(Study text Opens)
Agentic search beats single-shot — especially in lexical mode

The reformulate-and-retry loop is not a fallback; it is the way to get high recall. On a public financial-filings benchmark, single-shot lexical retrieval found the right document in the top-10 only ~40–46% of the time, vs ~60–75% for hybrid. But an agent that issues a few lexical queries — reformulating with each statement's printed wording — found the right document 75–95% of the time (scaling with model quality), matching or beating single-shot hybrid with no embeddings at all. The takeaway for client/system-prompt authors: instruct the model to treat the first result set as a clue, not an answer, and to re-query in the corpus's vocabulary before giving up. lexical mode is a first-class agentic retrieval surface — cheaper than hybrid and fully air-gappable (no embedder, no GPU).


Each search_content hit can include a url — a clickable, short-lived HS256-signed link to the original source file (the PDF/etc.), so a user can open it and verify the grounding. K-Lake doesn't store originals; the link re-fetches on demand:

GET /api/files/download?t=<signed token>   (add &dl=1 to force download vs preview)

The token (≈15 min) carries the principal it was minted for; the endpoint re-checks RLS before streaming (404 if the principal can no longer see the file), and the byte fetch is delegated to the component that holds the source connectors and credentials (the API never does). Every download is audited (tool = files/download). Enabled when KDBL_DOWNLOAD_SIGNING_SECRET, KDBL_API_PUBLIC_URL, and KDBL_INTERNAL_FETCH_TOKEN are set; otherwise url is null and the route 404s.


Security & audit

  • Per-file trimming — every query runs in a row-level-security-scoped transaction that cannot bypass the policies, so tenant + source-ACL + per-file-grant visibility is enforced on top of the explicit tenant filter. There is no way for a tool to return content the principal can't see.
(Study text Closes)
(Record set Opens)
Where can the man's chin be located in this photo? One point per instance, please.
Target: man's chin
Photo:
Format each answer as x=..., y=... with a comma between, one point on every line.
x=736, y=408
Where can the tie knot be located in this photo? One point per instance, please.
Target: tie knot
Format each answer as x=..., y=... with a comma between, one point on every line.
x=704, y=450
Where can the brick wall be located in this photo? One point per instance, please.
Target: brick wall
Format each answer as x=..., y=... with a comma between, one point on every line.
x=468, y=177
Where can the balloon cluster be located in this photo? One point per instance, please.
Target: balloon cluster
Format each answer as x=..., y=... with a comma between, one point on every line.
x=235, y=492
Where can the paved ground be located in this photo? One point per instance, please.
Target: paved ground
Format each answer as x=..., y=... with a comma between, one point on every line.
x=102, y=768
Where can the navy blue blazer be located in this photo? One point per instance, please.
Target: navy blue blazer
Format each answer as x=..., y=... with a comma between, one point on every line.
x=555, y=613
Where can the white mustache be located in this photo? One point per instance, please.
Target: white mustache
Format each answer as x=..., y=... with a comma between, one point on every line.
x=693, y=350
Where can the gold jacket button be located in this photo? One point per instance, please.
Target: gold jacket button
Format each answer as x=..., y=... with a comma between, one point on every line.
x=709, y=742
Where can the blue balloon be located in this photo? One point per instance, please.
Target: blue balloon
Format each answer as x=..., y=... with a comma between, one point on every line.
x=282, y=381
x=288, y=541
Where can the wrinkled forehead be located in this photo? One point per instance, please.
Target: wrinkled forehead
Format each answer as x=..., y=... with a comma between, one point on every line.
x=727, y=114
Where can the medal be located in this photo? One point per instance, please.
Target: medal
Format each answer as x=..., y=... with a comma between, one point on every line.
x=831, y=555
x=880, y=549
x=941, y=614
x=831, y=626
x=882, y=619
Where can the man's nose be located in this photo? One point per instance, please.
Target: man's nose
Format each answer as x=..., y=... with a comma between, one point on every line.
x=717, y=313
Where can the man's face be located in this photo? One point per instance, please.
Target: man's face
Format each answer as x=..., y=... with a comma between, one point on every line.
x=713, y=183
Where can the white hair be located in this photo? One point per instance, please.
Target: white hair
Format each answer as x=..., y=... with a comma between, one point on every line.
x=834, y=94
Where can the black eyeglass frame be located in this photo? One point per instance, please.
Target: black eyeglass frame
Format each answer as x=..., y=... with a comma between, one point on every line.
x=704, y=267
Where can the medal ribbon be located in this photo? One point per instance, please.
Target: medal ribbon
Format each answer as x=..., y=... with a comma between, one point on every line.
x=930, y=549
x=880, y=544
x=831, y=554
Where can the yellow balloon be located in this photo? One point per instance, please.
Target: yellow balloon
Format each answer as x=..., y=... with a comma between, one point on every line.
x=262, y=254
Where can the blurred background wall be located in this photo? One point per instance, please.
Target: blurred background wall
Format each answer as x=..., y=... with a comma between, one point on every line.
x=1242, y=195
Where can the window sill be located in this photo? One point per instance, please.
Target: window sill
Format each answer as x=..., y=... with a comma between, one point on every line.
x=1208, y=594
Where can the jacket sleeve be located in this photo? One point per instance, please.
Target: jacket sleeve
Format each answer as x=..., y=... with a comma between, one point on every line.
(Record set Closes)
> _List of tasks_
• a. Answer these questions from the K-Lake text:
(i) On the public financial-filings benchmark, how often did single-shot lexical retrieval find the right document in the top-10?
(ii) For roughly how long is the signed download token valid?
(iii) What must be added to the download request to force a download rather than a preview?
• b. Write a continuation of the K-Lake text, beginning after its final sentence.

> _Answers for the tasks_
• a.
(i) Only about 40–46% of the time.
(ii) About 15 minutes.
(iii) &dl=1

• b.
  • Audit — every call writes an audit row (principal, tool, arguments, sources, keys returned, row count, status, client IP, timestamp). Review with kdbl-control … mcp audit --tool search_content.
  • Offline auth — PATs verify offline against a stored hash with no IdP/JWKS fetch, so the server is fully usable air-gapped.

Retrieval characteristics & limits

  • Keyword search: ranking weights terms by rarity, so a rare decisive term out-ranks a common one — no AND/coverage tuning needed.
  • Hybrid (default) adds semantics. The semantic arm is an approximate nearest-neighbour search over chunk embeddings, fused with the keyword arm, diversified, and reranked. This catches paraphrase / no-shared-lexeme queries that pure keyword search misses. Hybrid is a per-tenant / per-source toggle and requires a deployed embedder; without one, or when disabled, retrieval is lexical-only and mode:"hybrid" degrades transparently. Cost/latency of each mode is reported by GET /capacity.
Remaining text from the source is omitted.